# PASSAGE TO READ
- - -

Further, in the above example, the example in which the state detecting unit 204 may not have the function of detecting the state of the peripheral device 7 on the basis of sound collection as described in the first embodiment has been described, but the present embodiment is not limited to this example. For example, the state detecting unit 204 may measures the ambient sound with the state detection function based on the sound collection, and in a case in which the ambient sound is determined to be large, the state control unit 205 may extract the peripheral device 7 whose state is changed and perform the state control.
Further, it is also possible to apply each of the modified examples described in the first embodiment to the second embodiment.
The first embodiment and the second embodiment of the present disclosure have been described above. Next, a third embodiment of the present disclosure will be described. The information processing device in accordance with the third embodiment further controls the state of the peripheral device 7 on the basis of a position of the peripheral device 7.
The control unit 30 according to the present embodiment controls respective components of the information processing device 3. Further, the control unit 30 according to the present embodiment functions as a speech predicting unit 301, a voice recognizing unit 302, a semantic analyzing unit 103, a state detecting unit 204, a state control unit 305, and an output control unit 106 as illustrated in
Similarly to the speech predicting unit 101 described in the first embodiment, the speech predicting unit 301 according to the present embodiment performs the speech prediction for the user. In addition to the function of the speech predicting unit 101, the speech predicting unit 301 according to the present embodiment has a function of giving a notification indicating that the speech of the user is predicted to a user position acquiring unit 308 in a case in which the speech of the user is predicted.

- - -

# EXTRACTED INFORMATION
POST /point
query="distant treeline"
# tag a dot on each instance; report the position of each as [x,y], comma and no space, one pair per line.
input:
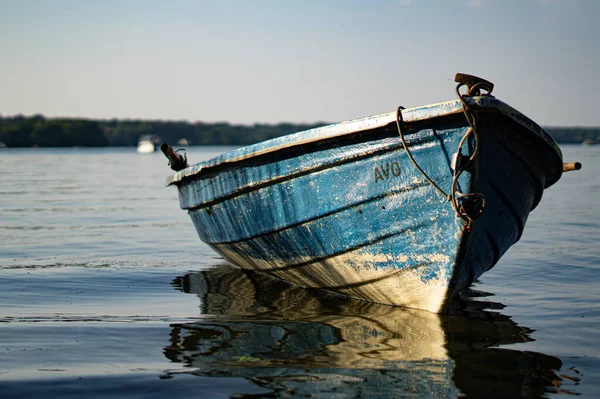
[22,131]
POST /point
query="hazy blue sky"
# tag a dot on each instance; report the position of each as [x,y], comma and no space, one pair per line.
[297,61]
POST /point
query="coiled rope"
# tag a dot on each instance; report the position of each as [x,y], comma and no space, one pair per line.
[467,206]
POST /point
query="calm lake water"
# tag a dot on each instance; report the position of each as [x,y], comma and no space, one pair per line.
[105,289]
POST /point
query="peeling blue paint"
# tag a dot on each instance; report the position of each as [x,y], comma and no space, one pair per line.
[319,209]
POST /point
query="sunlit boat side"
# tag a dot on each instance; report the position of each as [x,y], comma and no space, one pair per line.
[345,208]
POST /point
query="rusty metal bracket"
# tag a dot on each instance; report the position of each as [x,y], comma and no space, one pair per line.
[474,84]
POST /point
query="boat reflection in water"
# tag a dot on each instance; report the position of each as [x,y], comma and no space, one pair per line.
[293,342]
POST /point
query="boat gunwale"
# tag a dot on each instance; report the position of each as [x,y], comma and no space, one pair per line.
[352,127]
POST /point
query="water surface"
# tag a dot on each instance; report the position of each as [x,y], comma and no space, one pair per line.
[106,289]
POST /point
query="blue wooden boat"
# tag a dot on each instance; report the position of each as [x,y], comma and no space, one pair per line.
[404,208]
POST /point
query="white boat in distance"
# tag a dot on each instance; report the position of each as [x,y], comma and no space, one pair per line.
[147,143]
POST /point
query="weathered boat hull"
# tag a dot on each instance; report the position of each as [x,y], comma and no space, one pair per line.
[343,209]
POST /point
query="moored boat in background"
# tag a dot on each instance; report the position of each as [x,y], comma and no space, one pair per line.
[404,208]
[147,143]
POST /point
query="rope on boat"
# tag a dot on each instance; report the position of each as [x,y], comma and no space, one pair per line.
[468,206]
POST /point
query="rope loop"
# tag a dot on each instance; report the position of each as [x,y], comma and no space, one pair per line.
[467,206]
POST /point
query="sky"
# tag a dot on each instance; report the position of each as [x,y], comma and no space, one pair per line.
[300,61]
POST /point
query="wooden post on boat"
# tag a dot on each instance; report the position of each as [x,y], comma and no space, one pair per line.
[567,167]
[176,161]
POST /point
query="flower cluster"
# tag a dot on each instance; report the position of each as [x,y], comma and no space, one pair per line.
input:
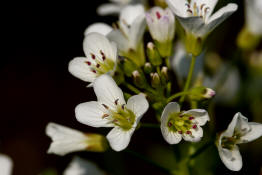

- - -

# TASKS
**1)** Copy the passage about the information processing device, beginning at the words "Further, in the" and stopping after "the second embodiment.", and swap "ambient sound" for "background noise" throughout.
**2)** Resume the passage about the information processing device, picking up after its last sentence.

# THE ANSWERS
**1)**
Further, in the above example, the example in which the state detecting unit 204 may not have the function of detecting the state of the peripheral device 7 on the basis of sound collection as described in the first embodiment has been described, but the present embodiment is not limited to this example. For example, the state detecting unit 204 may measures the background noise with the state detection function based on the sound collection, and in a case in which the background noise is determined to be large, the state control unit 205 may extract the peripheral device 7 whose state is changed and perform the state control.
Further, it is also possible to apply each of the modified examples described in the first embodiment to the second embodiment.

**2)**
Similarly to the voice recognizing unit 102 described in the first embodiment, the voice recognizing unit 302 according to the present embodiment recognizes the voice of the user, converts the voice of the user into a character string, and acquires a speech text. The voice recognizing unit 302 according to the present embodiment is different from the voice recognizing unit 102 described in the first embodiment in that the voice recognizing unit 302 receives and recognizes the voice of the user separated and acquired by the sound source separating unit 309 described below from the voice acquired by the sound collecting unit 12. With this configuration, it is possible to further improve the voice recognition accuracy.
Similarly to the state control unit 105 described in the first embodiment, the state control unit 305 controls the state of the peripheral device 7 (other devices) on the basis of the detection result by the state detecting unit 204 and the speech prediction for the user by the speech predicting unit 301. The state control unit 305 according to the present embodiment has a function of controlling the state of the peripheral device 7 on the basis of the position of the peripheral device 7 in addition to the function of the state control unit 105 according to the first embodiment. For example, information of the position related to the peripheral device 7 may be stored in a storage unit 37 to be described later.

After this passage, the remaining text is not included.